La création et la composition des nationalismes et des identités nationales présentent donc un intérêt pour l'analyse de la relation triangulaire entre les États-Unis, la Chine et Taïwan dans le cadre de cet article. La littérature sur le nationalisme et l'identité nationale nous donne une analyse détaillée de la création du nationalisme. Phénomène relativement moderne, la montée des nationalismes à travers le monde est le résultat direct des bouleversements socio-économiques qui ont marqué le progrès de la modernité (Anderson, 1983 ; Gellner, 1983). L'avènement de l'industrialisation a entraîné l'effondrement de l'ancienne structure sociale qui séparait les classes agraires, marchandes et nobles, et a nécessité le développement d'une nouvelle identité qui rassemblerait divers groupes de personnes sous la bannière d'un État-nation.

 

À cet égard, la création du nationalisme s'est nécessairement faite de manière descendante, souvent motivée par les besoins de la nouvelle élite politique qui exerçait désormais le pouvoir dans ces États-nations modernes émergents, et s'est formée à l'aide d'outils nationaux tels que la langue nationale et le système éducatif national (Anderson, 1983 ; Gellner, 1983). Cependant, l'identité nationale ne pouvait pas être créée à partir de rien. Si la forme générale des nationalismes est la même et repose sur une structure d'identité commune et un sentiment d'appartenance à une communauté, les divers nationalismes doivent être spécifiques aux groupes de personnes vivant dans l'État-nation afin de produire l'unicité nécessaire pour engendrer le résultat souhaité. Ainsi, les mouvements nationalistes et les identités nationales se sont construits sur les mythes et les histoires préexistants des peuples qui habitaient le territoire ou étaient présents lors de la fondation de l'État-nation (Billig, 1995 ; Calhoun, 1997 ; Smith, 1986). Il en résulte divers types de nationalisme qui sont en partie ethniques, mais aussi en partie mythologiques. La section suivante examinera les composants des identités nationales des États-Unis, de la Chine et de Taïwan à cet égard.

 

 

L'exceptionnalisme américain : l'Amérique, la grande nation

 

 

Comme tous les nationalismes, le nationalisme américain vise à « légitimer, mobiliser et intégrer la nation, favorisant ainsi l'unité du peuple national et exigeant un État souverain pour cette nation » (Trautsch, 2016, p. 291). Cependant, contrairement au nationalisme européen qui s'appuyait sur des histoires existantes, le nationalisme américain était « un modèle de nation qui ne reposait ni sur des revendications historiques d'ancienneté ni sur un sentiment d'identité nationale distincte », ses fondements reposent grandement sur la mythification du voyage des pèlerins à travers l'Atlantique à bord du Mayflower et les débuts de la nation en tant que colonies (Doyle, 2009, p. 79). Le voyage des pèlerins à bord du Mayflower a marqué la séparation entre l'« Ancien Monde » et le « Nouveau Monde », créant une ligne de démarcation qui constitue la base de la conceptualisation de l'Amérique comme une nation unique.

▶ Données de travail:
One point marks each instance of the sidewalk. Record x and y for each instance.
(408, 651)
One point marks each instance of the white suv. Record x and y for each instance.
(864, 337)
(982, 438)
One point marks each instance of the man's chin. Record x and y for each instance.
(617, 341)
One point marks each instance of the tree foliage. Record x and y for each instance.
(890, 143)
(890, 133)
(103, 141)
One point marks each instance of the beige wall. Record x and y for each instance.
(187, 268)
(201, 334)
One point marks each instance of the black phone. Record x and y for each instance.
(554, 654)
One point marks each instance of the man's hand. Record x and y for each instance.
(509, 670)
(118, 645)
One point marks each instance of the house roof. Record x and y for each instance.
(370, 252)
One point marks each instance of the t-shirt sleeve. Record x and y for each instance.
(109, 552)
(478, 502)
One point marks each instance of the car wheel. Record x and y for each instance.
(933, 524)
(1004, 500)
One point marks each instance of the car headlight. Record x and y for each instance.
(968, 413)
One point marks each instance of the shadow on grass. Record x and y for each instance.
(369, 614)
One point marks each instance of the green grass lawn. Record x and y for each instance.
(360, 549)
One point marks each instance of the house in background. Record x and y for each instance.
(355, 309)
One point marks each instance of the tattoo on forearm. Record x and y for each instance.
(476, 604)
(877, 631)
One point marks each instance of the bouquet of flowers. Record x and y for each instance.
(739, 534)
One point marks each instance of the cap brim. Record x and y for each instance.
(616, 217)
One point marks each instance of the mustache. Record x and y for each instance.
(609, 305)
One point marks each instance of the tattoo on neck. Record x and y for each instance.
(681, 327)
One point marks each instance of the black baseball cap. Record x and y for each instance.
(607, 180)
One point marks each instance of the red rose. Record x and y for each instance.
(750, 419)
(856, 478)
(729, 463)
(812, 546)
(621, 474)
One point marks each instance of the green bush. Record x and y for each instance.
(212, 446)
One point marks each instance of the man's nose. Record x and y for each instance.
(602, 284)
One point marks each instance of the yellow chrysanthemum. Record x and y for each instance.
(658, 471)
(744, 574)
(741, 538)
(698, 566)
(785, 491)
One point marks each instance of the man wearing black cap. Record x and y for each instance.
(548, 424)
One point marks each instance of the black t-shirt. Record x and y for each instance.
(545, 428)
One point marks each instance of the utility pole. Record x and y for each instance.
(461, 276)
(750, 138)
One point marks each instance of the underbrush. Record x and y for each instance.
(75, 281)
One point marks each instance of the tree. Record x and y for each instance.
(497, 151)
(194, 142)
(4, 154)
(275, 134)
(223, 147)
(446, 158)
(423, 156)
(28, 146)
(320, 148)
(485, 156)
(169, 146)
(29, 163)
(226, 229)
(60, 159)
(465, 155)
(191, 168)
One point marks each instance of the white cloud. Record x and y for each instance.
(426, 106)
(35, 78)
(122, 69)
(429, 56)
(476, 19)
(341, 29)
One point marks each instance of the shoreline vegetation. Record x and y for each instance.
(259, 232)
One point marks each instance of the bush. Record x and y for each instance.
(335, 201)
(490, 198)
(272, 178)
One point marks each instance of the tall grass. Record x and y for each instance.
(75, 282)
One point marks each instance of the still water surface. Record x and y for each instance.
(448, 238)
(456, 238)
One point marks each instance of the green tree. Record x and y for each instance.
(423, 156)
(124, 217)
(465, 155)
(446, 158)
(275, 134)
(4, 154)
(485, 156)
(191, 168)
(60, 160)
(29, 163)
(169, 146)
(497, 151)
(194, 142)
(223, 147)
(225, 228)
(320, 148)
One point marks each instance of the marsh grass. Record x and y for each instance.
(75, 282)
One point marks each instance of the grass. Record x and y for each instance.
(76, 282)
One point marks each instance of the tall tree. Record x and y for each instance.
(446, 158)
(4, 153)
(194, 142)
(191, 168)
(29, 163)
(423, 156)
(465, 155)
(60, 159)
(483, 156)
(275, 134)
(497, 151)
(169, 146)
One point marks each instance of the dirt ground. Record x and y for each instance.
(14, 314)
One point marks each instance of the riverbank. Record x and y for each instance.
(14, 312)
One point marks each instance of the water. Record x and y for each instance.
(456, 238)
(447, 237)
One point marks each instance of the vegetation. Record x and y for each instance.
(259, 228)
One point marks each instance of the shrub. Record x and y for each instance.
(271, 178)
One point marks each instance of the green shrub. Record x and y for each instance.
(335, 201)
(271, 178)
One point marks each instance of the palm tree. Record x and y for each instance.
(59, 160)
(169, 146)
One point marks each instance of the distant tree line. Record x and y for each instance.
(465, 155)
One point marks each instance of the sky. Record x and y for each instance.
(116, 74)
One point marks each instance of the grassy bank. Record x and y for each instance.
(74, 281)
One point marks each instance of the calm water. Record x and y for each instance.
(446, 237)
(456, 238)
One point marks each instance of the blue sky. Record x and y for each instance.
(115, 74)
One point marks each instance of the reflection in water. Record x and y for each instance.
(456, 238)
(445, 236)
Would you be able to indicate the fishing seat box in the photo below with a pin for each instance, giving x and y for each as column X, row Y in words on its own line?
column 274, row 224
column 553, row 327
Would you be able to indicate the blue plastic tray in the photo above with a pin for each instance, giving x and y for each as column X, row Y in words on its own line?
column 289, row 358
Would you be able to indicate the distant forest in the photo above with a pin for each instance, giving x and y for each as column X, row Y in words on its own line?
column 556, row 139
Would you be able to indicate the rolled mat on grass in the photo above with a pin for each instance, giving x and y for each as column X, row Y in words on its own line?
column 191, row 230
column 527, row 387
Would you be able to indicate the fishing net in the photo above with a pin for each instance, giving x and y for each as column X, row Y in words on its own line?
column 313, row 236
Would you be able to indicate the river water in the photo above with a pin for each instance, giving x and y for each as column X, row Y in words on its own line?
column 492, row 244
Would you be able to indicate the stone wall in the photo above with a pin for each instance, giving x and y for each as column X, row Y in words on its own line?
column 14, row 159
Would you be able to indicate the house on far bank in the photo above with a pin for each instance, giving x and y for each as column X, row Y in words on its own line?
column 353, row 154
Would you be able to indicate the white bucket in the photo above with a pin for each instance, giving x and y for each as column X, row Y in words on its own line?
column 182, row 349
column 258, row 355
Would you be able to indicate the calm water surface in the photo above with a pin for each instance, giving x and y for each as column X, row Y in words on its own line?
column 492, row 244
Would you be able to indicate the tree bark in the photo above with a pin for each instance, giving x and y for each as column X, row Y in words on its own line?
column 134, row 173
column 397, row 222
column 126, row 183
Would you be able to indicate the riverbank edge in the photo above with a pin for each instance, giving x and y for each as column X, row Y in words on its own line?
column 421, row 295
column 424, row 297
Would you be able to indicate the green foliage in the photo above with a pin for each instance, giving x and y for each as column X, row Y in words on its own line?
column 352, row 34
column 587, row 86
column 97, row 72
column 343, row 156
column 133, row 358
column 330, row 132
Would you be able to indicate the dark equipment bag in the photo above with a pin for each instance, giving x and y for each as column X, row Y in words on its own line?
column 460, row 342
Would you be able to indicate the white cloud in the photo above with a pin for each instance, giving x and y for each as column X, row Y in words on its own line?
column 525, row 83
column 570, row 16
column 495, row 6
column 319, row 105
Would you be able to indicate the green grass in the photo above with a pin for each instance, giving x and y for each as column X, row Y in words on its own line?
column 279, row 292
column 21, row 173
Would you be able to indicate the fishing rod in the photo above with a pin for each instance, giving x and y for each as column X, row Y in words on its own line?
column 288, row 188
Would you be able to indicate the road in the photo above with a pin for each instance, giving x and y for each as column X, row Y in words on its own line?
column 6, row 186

▶ À faire:
A. Relevez tous les auteurs cités en référence entre parenthèses dans l'extrait sur le nationalisme, en indiquant l'année associée à chacun.
B. Dans les enregistrements, recopiez à l'identique les lignes en commençant par celle qui contient « Would you be able to indicate the calm » et en terminant par celle qui contient « column 288, row 188 », ces deux lignes comprises.
Le texte et les enregistrements n'ont aucun rapport entre eux.

▶ Réponses correctes:
A. Anderson (1983), Gellner (1983), Smith (1986), Billig (1995), Calhoun (1997), Doyle (2009), Trautsch (2016)

B.
Would you be able to indicate the calm water surface in the photo above with a pin for each instance, giving x and y for each as column X, row Y in words on its own line?
column 492, row 244
Would you be able to indicate the tree bark in the photo above with a pin for each instance, giving x and y for each as column X, row Y in words on its own line?
column 134, row 173
column 397, row 222
column 126, row 183
Would you be able to indicate the riverbank edge in the photo above with a pin for each instance, giving x and y for each as column X, row Y in words on its own line?
column 421, row 295
column 424, row 297
Would you be able to indicate the green foliage in the photo above with a pin for each instance, giving x and y for each as column X, row Y in words on its own line?
column 352, row 34
column 587, row 86
column 97, row 72
column 343, row 156
column 133, row 358
column 330, row 132
Would you be able to indicate the dark equipment bag in the photo above with a pin for each instance, giving x and y for each as column X, row Y in words on its own line?
column 460, row 342
Would you be able to indicate the white cloud in the photo above with a pin for each instance, giving x and y for each as column X, row Y in words on its own line?
column 525, row 83
column 570, row 16
column 495, row 6
column 319, row 105
Would you be able to indicate the green grass in the photo above with a pin for each instance, giving x and y for each as column X, row Y in words on its own line?
column 279, row 292
column 21, row 173
Would you be able to indicate the fishing rod in the photo above with a pin for each instance, giving x and y for each as column X, row Y in words on its own line?
column 288, row 188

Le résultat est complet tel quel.